# [Dataset]
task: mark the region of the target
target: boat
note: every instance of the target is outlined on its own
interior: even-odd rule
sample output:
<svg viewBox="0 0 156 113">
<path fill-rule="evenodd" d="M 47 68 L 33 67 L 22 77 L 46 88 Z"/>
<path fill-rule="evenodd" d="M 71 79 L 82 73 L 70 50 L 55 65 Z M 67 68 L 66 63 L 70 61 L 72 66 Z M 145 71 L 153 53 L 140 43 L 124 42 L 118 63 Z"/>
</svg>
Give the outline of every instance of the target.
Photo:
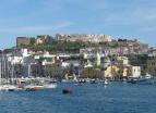
<svg viewBox="0 0 156 113">
<path fill-rule="evenodd" d="M 151 85 L 154 84 L 154 77 L 148 73 L 141 76 L 140 78 L 131 78 L 130 83 L 140 85 Z"/>
</svg>

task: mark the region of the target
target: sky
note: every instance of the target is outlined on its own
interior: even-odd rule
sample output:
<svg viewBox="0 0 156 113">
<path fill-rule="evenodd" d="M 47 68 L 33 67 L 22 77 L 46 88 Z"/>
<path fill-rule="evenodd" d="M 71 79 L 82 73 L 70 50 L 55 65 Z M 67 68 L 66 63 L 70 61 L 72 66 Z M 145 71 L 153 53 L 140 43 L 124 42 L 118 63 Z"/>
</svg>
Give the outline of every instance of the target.
<svg viewBox="0 0 156 113">
<path fill-rule="evenodd" d="M 19 36 L 105 34 L 156 47 L 156 0 L 1 0 L 0 49 Z"/>
</svg>

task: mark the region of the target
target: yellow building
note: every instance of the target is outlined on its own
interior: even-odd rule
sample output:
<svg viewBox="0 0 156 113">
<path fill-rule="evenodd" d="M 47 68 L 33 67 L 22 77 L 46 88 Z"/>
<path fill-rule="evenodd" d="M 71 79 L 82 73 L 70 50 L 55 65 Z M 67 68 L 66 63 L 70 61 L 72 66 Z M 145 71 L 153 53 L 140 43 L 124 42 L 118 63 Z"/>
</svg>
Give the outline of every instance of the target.
<svg viewBox="0 0 156 113">
<path fill-rule="evenodd" d="M 151 56 L 147 60 L 147 70 L 146 72 L 151 75 L 156 75 L 156 58 Z"/>
</svg>

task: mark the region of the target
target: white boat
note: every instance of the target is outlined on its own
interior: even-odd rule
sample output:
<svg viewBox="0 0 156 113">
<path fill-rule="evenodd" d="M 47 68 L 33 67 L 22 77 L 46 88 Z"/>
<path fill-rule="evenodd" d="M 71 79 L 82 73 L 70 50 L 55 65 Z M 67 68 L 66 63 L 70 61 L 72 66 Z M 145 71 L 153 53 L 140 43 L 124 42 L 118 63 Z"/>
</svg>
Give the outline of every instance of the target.
<svg viewBox="0 0 156 113">
<path fill-rule="evenodd" d="M 141 76 L 140 78 L 131 78 L 129 81 L 132 84 L 149 85 L 154 84 L 154 77 L 149 74 L 146 74 Z"/>
<path fill-rule="evenodd" d="M 137 84 L 154 84 L 154 78 L 152 75 L 146 74 L 143 75 L 141 78 L 137 79 Z"/>
<path fill-rule="evenodd" d="M 57 88 L 57 84 L 45 84 L 44 88 L 45 89 L 53 89 L 53 88 Z"/>
</svg>

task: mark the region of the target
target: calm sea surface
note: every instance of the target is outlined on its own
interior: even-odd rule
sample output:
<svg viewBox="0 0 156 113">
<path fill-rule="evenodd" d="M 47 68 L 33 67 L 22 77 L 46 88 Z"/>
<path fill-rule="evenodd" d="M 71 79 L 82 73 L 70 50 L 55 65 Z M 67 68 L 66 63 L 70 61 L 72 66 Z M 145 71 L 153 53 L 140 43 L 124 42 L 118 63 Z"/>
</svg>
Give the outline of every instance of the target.
<svg viewBox="0 0 156 113">
<path fill-rule="evenodd" d="M 62 89 L 73 90 L 62 95 Z M 59 84 L 57 89 L 0 92 L 0 113 L 156 113 L 156 85 Z"/>
</svg>

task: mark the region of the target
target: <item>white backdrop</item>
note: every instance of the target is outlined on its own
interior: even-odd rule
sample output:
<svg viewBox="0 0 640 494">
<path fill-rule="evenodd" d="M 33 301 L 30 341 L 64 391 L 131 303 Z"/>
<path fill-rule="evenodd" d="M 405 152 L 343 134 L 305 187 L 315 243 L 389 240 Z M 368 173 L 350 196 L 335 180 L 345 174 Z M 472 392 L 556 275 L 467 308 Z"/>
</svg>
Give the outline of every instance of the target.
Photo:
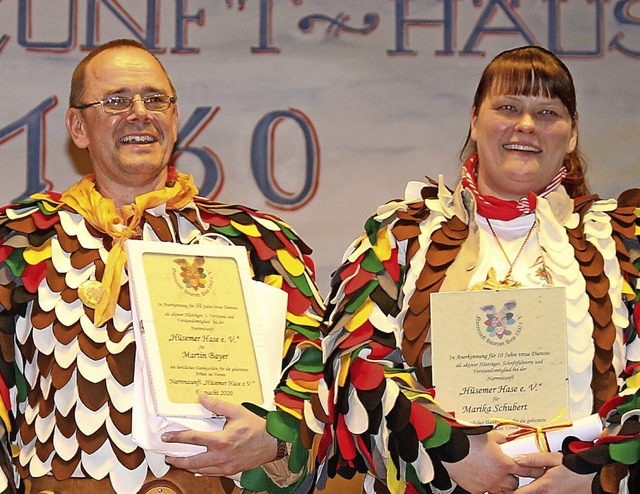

# [Instructions for the task]
Locate every line in the items above that contains the string "white", and copy each such line.

# [The response]
target: white boat
target: <item>white backdrop</item>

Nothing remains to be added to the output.